#### Written problem:
Every entry needs to be printed exactly, please.

#### Records:
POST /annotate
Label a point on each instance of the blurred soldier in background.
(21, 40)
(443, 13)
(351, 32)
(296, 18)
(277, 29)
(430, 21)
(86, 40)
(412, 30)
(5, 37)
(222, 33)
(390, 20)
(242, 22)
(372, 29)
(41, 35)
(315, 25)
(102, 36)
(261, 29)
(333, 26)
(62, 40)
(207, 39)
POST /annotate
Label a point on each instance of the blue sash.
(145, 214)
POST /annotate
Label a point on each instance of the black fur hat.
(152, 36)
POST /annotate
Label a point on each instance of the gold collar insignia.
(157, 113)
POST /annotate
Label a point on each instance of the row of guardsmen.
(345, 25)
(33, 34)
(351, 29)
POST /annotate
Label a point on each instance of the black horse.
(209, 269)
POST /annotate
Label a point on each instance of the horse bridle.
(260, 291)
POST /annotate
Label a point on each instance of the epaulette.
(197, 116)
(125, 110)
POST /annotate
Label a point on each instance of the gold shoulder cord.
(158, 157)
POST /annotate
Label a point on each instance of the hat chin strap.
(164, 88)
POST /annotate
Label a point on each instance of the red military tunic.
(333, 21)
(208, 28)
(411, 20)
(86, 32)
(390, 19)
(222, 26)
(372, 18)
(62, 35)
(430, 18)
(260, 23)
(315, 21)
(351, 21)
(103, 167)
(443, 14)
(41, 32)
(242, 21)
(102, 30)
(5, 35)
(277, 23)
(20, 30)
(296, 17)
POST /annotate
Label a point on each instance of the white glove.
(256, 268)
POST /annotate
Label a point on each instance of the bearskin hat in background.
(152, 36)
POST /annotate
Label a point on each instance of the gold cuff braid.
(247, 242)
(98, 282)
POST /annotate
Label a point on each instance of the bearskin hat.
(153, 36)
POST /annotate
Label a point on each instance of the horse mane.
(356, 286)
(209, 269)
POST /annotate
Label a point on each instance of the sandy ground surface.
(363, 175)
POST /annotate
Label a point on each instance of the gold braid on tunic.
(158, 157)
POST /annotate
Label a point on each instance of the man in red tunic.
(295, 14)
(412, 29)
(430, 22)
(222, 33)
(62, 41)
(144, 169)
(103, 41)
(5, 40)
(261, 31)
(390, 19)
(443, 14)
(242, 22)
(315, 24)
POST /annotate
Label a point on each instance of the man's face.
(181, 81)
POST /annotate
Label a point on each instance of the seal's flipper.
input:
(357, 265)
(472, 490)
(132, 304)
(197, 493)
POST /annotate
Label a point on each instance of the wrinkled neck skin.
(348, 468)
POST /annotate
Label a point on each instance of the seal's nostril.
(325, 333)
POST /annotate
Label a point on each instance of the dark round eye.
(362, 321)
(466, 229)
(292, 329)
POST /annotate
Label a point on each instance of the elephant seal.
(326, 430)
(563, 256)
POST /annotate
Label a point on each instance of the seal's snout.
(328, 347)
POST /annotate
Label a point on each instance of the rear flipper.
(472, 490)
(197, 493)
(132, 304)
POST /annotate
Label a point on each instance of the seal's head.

#### Answer:
POST /annotate
Label a point on each instance of the blurred soldier in background.
(21, 40)
(443, 13)
(351, 32)
(296, 18)
(277, 29)
(430, 21)
(86, 40)
(412, 30)
(5, 37)
(222, 33)
(390, 20)
(242, 22)
(372, 29)
(41, 35)
(315, 25)
(102, 36)
(261, 29)
(333, 26)
(62, 40)
(207, 39)
POST /annotate
Label a point on each instance of the blue sash.
(145, 214)
POST /annotate
Label a point on each instance of the black fur hat.
(152, 36)
POST /annotate
Label a point on each instance of the gold collar insignia.
(157, 113)
POST /annotate
Label a point on each instance of the row of guardsmen.
(345, 25)
(33, 34)
(351, 29)
POST /annotate
Label a point on each instance of the black horse.
(209, 269)
POST /annotate
Label a point on each instance of the horse bridle.
(260, 291)
POST /annotate
Label a point on each instance of the epaulette.
(197, 116)
(125, 110)
POST /annotate
Label a point on each instance of the gold shoulder cord.
(158, 157)
POST /annotate
Label a point on each instance of the hat chin strap.
(164, 88)
POST /annotate
Label a point on each instance of the red military tunic.
(333, 21)
(208, 28)
(411, 20)
(86, 32)
(390, 19)
(222, 26)
(372, 18)
(62, 35)
(430, 18)
(260, 23)
(315, 21)
(351, 21)
(103, 167)
(443, 14)
(41, 32)
(242, 21)
(102, 30)
(5, 35)
(277, 23)
(20, 30)
(296, 17)
POST /annotate
Label a point on each instance of the white glove.
(256, 268)
POST /annotate
Label a point on each instance of the bearskin hat in background.
(152, 36)
POST /annotate
Label a point on each instance of the gold cuff braid.
(247, 242)
(98, 282)
POST /annotate
Label a point on each instance of the bearskin hat.
(153, 36)
POST /annotate
Label a point on each instance of the horse mane.
(356, 286)
(209, 269)
POST /annotate
Label a point on each instance of the sandy ground surface.
(363, 175)
POST /annotate
Label a point on each instance of the gold braid on tunic.
(158, 157)
POST /annotate
Label a point on each instance of the man in red tunic.
(295, 14)
(412, 29)
(430, 22)
(222, 33)
(62, 41)
(144, 169)
(103, 41)
(5, 40)
(261, 31)
(390, 19)
(443, 14)
(242, 22)
(315, 24)
POST /annotate
Label a point on each instance of the man's face.
(181, 81)
POST /annotate
Label a point on each instance of the seal's flipper.
input:
(357, 265)
(472, 490)
(132, 304)
(197, 493)
POST /annotate
Label a point on each instance of the wrinkled neck skin.
(348, 468)
POST /annotate
Label a point on each instance of the seal's nostril.
(325, 333)
POST /annotate
Label a point on each instance of the dark round eye.
(362, 321)
(466, 229)
(292, 329)
POST /annotate
Label a point on each instance of the elephant seal.
(326, 430)
(563, 256)
POST /annotate
Label a point on each instance of the seal's snout.
(328, 347)
POST /annotate
Label a point on each instance of the rear flipper.
(472, 490)
(197, 493)
(132, 304)
POST /annotate
Label a point on each instance of the seal's head.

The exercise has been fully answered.